### GIVEN TASK
Write out the material below exactly, beginning at the line that contains "of the light" and ending with its last line, both ends included; write nothing else.

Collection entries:
···

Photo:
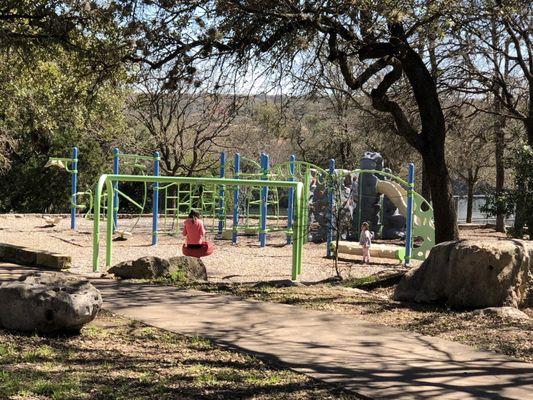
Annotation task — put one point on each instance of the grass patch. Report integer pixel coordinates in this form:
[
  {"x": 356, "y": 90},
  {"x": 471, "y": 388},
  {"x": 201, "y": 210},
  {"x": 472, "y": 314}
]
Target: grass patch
[{"x": 117, "y": 358}]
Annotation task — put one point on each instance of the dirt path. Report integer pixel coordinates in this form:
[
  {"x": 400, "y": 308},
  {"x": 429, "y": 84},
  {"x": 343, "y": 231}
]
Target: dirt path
[{"x": 372, "y": 360}]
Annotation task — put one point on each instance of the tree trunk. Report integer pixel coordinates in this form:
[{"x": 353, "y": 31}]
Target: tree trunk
[
  {"x": 443, "y": 205},
  {"x": 469, "y": 197},
  {"x": 430, "y": 143},
  {"x": 500, "y": 170},
  {"x": 426, "y": 189}
]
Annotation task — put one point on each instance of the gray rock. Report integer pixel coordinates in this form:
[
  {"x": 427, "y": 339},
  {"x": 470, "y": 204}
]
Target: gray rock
[
  {"x": 181, "y": 268},
  {"x": 192, "y": 268},
  {"x": 472, "y": 274},
  {"x": 503, "y": 313},
  {"x": 142, "y": 268},
  {"x": 280, "y": 283},
  {"x": 48, "y": 302}
]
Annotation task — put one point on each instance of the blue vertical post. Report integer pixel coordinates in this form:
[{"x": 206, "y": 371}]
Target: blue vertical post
[
  {"x": 73, "y": 187},
  {"x": 155, "y": 199},
  {"x": 264, "y": 201},
  {"x": 290, "y": 206},
  {"x": 410, "y": 204},
  {"x": 236, "y": 173},
  {"x": 331, "y": 203},
  {"x": 222, "y": 193},
  {"x": 116, "y": 168}
]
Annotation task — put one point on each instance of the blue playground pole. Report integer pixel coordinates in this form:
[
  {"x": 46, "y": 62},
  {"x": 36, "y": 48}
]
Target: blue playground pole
[
  {"x": 264, "y": 201},
  {"x": 236, "y": 173},
  {"x": 409, "y": 227},
  {"x": 290, "y": 206},
  {"x": 222, "y": 202},
  {"x": 116, "y": 164},
  {"x": 74, "y": 187},
  {"x": 329, "y": 235},
  {"x": 155, "y": 200}
]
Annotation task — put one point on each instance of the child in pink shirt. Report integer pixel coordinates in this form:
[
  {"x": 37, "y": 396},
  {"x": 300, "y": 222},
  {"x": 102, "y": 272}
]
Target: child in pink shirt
[{"x": 194, "y": 231}]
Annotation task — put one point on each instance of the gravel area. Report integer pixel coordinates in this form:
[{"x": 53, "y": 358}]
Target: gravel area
[{"x": 245, "y": 262}]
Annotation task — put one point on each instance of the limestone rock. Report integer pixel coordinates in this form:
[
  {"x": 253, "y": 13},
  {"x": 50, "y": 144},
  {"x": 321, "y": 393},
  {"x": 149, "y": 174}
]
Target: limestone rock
[
  {"x": 472, "y": 274},
  {"x": 48, "y": 302},
  {"x": 279, "y": 283},
  {"x": 178, "y": 268},
  {"x": 142, "y": 268},
  {"x": 192, "y": 268},
  {"x": 503, "y": 313}
]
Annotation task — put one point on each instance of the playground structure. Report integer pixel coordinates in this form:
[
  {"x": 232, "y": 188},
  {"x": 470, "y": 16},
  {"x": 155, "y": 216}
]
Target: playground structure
[
  {"x": 389, "y": 203},
  {"x": 109, "y": 182}
]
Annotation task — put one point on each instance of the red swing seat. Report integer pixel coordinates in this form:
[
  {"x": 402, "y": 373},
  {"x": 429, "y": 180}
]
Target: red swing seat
[{"x": 206, "y": 250}]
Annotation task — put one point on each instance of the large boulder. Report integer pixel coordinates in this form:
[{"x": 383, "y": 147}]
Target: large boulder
[
  {"x": 180, "y": 268},
  {"x": 469, "y": 274},
  {"x": 48, "y": 302}
]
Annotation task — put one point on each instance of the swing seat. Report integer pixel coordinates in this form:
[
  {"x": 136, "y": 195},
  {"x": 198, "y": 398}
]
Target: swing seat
[{"x": 204, "y": 251}]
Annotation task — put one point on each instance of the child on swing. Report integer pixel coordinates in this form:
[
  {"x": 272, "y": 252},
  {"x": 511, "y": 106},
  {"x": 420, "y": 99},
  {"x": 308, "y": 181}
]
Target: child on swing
[
  {"x": 365, "y": 240},
  {"x": 194, "y": 233}
]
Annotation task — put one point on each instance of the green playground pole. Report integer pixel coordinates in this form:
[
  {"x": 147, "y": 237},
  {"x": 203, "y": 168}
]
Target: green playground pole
[{"x": 297, "y": 237}]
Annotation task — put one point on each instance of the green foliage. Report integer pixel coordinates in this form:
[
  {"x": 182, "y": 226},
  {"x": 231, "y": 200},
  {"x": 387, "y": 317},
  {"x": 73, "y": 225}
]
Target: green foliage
[
  {"x": 49, "y": 104},
  {"x": 495, "y": 204}
]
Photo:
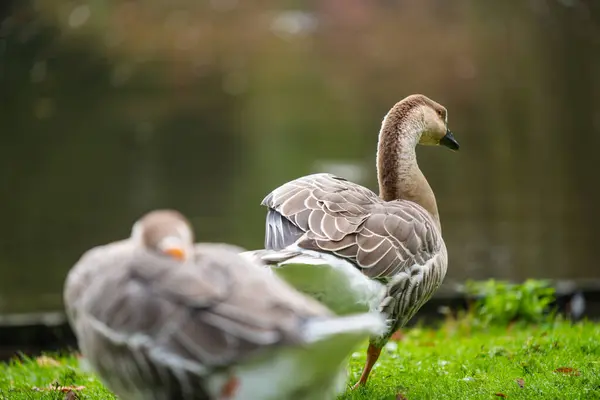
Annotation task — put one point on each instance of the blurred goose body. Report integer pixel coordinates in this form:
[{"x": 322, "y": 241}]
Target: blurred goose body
[
  {"x": 393, "y": 238},
  {"x": 159, "y": 318}
]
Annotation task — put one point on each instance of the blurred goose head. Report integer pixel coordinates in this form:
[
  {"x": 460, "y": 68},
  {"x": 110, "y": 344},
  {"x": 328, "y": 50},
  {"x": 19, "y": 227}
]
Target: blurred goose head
[{"x": 166, "y": 232}]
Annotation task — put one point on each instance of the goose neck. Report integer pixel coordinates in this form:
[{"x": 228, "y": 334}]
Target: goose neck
[{"x": 398, "y": 172}]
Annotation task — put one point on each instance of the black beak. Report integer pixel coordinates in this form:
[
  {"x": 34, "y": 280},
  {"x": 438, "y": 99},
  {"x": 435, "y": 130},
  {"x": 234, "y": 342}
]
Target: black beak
[{"x": 449, "y": 141}]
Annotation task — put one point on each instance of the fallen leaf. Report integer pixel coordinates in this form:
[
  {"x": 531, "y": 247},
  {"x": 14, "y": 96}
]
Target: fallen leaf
[
  {"x": 568, "y": 371},
  {"x": 521, "y": 382},
  {"x": 45, "y": 361}
]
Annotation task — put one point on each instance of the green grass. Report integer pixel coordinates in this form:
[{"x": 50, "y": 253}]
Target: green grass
[{"x": 448, "y": 363}]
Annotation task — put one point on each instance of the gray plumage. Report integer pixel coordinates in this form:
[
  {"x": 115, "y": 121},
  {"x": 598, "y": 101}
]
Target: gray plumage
[
  {"x": 156, "y": 328},
  {"x": 395, "y": 242}
]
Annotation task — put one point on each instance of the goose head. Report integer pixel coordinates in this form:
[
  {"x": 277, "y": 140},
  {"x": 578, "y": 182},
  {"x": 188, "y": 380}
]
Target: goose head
[
  {"x": 166, "y": 232},
  {"x": 428, "y": 117}
]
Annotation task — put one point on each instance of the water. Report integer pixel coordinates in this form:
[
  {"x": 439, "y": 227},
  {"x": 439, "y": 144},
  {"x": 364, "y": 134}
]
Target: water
[{"x": 109, "y": 111}]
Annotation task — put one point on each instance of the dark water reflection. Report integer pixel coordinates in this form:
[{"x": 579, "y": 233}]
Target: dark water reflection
[{"x": 107, "y": 113}]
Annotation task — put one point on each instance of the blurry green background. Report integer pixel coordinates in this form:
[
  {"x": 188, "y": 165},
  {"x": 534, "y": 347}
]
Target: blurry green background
[{"x": 111, "y": 108}]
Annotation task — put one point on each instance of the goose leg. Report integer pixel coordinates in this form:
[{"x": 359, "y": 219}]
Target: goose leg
[{"x": 372, "y": 356}]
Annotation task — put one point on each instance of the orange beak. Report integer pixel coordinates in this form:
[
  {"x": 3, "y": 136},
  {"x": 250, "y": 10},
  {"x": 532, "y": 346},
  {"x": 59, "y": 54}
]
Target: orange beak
[{"x": 175, "y": 252}]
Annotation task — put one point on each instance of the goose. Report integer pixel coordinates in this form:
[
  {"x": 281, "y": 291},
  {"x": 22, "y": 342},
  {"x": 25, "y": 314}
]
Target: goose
[
  {"x": 331, "y": 227},
  {"x": 157, "y": 317}
]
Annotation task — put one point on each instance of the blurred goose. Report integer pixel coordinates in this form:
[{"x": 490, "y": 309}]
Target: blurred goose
[
  {"x": 394, "y": 239},
  {"x": 157, "y": 318}
]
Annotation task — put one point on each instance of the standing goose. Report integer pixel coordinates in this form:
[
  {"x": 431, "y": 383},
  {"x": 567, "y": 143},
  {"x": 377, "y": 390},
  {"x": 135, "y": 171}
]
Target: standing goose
[
  {"x": 157, "y": 318},
  {"x": 394, "y": 238}
]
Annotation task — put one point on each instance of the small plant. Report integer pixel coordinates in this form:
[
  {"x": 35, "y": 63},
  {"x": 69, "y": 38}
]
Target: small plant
[{"x": 502, "y": 303}]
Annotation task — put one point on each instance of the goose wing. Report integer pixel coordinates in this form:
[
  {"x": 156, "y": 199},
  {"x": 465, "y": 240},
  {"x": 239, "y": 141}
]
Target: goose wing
[{"x": 330, "y": 214}]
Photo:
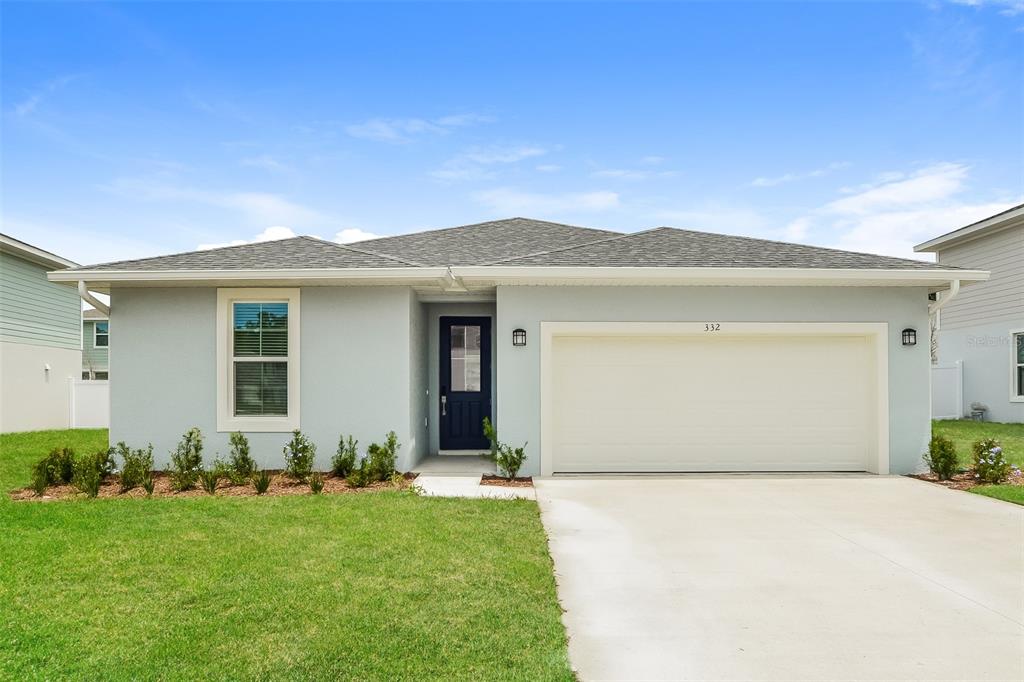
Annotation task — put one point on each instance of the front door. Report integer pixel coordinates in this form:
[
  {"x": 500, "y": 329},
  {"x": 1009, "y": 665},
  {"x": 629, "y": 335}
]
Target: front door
[{"x": 465, "y": 382}]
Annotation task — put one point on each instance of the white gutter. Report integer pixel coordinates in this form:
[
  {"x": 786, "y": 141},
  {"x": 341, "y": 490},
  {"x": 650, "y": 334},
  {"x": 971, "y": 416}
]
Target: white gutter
[
  {"x": 942, "y": 300},
  {"x": 83, "y": 291}
]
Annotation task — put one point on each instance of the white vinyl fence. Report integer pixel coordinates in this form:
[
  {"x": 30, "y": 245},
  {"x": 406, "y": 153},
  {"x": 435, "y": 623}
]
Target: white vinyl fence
[
  {"x": 947, "y": 391},
  {"x": 90, "y": 403}
]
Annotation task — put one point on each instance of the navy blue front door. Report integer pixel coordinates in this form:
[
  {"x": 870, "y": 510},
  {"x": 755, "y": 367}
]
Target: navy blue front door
[{"x": 465, "y": 382}]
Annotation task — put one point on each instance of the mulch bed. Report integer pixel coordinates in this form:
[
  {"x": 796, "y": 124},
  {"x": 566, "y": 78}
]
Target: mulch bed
[
  {"x": 966, "y": 480},
  {"x": 521, "y": 481},
  {"x": 280, "y": 485}
]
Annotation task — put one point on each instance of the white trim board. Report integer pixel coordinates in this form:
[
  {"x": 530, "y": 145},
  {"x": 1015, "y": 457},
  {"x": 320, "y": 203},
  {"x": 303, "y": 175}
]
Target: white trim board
[{"x": 876, "y": 333}]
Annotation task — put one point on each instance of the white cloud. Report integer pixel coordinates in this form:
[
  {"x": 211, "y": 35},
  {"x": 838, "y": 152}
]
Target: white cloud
[
  {"x": 792, "y": 177},
  {"x": 474, "y": 163},
  {"x": 403, "y": 130},
  {"x": 509, "y": 201},
  {"x": 897, "y": 211},
  {"x": 269, "y": 235},
  {"x": 351, "y": 235}
]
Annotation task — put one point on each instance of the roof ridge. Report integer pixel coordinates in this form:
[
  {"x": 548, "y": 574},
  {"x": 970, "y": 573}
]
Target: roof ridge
[
  {"x": 184, "y": 253},
  {"x": 794, "y": 244},
  {"x": 573, "y": 246},
  {"x": 365, "y": 252}
]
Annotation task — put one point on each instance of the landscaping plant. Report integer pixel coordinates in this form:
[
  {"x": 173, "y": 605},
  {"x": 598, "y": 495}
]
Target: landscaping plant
[
  {"x": 941, "y": 457},
  {"x": 241, "y": 465},
  {"x": 261, "y": 481},
  {"x": 136, "y": 465},
  {"x": 186, "y": 461},
  {"x": 990, "y": 465},
  {"x": 299, "y": 455},
  {"x": 344, "y": 461}
]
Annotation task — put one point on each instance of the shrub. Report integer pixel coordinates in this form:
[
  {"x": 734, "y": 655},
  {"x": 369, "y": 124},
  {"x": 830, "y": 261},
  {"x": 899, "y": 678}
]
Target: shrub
[
  {"x": 299, "y": 455},
  {"x": 990, "y": 464},
  {"x": 137, "y": 464},
  {"x": 941, "y": 457},
  {"x": 241, "y": 466},
  {"x": 186, "y": 461},
  {"x": 261, "y": 481},
  {"x": 344, "y": 461},
  {"x": 209, "y": 478},
  {"x": 381, "y": 458}
]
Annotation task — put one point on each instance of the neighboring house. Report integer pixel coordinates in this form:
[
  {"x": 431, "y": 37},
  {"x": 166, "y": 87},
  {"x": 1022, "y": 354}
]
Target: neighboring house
[
  {"x": 40, "y": 339},
  {"x": 660, "y": 350},
  {"x": 983, "y": 327},
  {"x": 95, "y": 344}
]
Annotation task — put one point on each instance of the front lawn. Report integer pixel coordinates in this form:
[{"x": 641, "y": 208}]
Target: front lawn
[
  {"x": 964, "y": 433},
  {"x": 372, "y": 586}
]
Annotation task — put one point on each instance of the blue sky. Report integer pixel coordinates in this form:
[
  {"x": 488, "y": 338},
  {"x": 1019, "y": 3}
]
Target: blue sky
[{"x": 142, "y": 128}]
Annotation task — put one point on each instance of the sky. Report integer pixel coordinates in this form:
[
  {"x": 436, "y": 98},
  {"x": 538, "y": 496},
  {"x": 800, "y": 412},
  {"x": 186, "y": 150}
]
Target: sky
[{"x": 140, "y": 129}]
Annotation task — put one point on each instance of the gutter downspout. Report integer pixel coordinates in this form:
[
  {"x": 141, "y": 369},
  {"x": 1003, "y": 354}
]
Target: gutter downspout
[
  {"x": 92, "y": 300},
  {"x": 942, "y": 300}
]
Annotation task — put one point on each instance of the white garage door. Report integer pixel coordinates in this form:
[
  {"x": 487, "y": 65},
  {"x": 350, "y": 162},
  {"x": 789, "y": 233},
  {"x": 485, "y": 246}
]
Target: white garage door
[{"x": 712, "y": 402}]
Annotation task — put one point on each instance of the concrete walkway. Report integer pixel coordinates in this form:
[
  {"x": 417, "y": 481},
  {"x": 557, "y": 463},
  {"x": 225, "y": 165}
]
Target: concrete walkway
[{"x": 780, "y": 578}]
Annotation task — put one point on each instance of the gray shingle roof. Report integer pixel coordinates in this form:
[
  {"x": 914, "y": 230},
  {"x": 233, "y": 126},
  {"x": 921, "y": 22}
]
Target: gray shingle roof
[
  {"x": 295, "y": 253},
  {"x": 483, "y": 242},
  {"x": 670, "y": 247}
]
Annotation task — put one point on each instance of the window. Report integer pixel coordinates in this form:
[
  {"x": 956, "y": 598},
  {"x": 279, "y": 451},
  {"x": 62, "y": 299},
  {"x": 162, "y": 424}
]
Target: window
[
  {"x": 257, "y": 359},
  {"x": 465, "y": 357},
  {"x": 101, "y": 334},
  {"x": 1017, "y": 347}
]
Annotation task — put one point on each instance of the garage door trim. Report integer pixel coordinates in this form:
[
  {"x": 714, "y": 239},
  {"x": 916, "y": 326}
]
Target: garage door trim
[{"x": 876, "y": 333}]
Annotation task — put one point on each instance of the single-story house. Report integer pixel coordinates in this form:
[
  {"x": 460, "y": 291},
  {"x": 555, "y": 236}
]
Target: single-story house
[
  {"x": 981, "y": 334},
  {"x": 95, "y": 345},
  {"x": 659, "y": 350},
  {"x": 40, "y": 339}
]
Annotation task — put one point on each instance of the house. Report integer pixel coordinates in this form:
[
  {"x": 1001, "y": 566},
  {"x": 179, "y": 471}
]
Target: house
[
  {"x": 983, "y": 329},
  {"x": 660, "y": 350},
  {"x": 95, "y": 345},
  {"x": 40, "y": 339}
]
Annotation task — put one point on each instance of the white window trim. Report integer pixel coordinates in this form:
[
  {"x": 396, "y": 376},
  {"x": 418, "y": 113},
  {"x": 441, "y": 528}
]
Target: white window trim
[
  {"x": 226, "y": 421},
  {"x": 95, "y": 333},
  {"x": 1014, "y": 397}
]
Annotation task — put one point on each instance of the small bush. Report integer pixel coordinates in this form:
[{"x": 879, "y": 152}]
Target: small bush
[
  {"x": 241, "y": 465},
  {"x": 941, "y": 457},
  {"x": 136, "y": 465},
  {"x": 209, "y": 479},
  {"x": 186, "y": 461},
  {"x": 381, "y": 458},
  {"x": 261, "y": 481},
  {"x": 990, "y": 464},
  {"x": 299, "y": 455},
  {"x": 344, "y": 461}
]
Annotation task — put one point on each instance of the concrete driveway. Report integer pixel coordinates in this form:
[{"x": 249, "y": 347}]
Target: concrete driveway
[{"x": 786, "y": 578}]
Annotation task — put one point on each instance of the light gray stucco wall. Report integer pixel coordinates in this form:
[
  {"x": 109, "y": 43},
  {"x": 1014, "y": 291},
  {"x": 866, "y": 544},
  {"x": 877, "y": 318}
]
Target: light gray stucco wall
[
  {"x": 519, "y": 375},
  {"x": 434, "y": 311},
  {"x": 354, "y": 377},
  {"x": 988, "y": 366}
]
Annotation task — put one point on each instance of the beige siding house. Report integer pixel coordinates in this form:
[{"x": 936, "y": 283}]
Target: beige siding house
[{"x": 982, "y": 328}]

···

### OUTPUT OF THE TASK
Annotation task — put one point on each instance of the light gray stucco wall. Report integer pixel coordinates in this form:
[
  {"x": 109, "y": 43},
  {"x": 1014, "y": 291},
  {"x": 866, "y": 544},
  {"x": 877, "y": 318}
]
Target: light gray stucco wall
[
  {"x": 519, "y": 375},
  {"x": 434, "y": 311},
  {"x": 354, "y": 377},
  {"x": 988, "y": 366}
]
Annotation task — put one point on each instance of the beige siding house. Report integer pixel coordinates in this form:
[{"x": 936, "y": 283}]
Target: beige siding house
[{"x": 982, "y": 328}]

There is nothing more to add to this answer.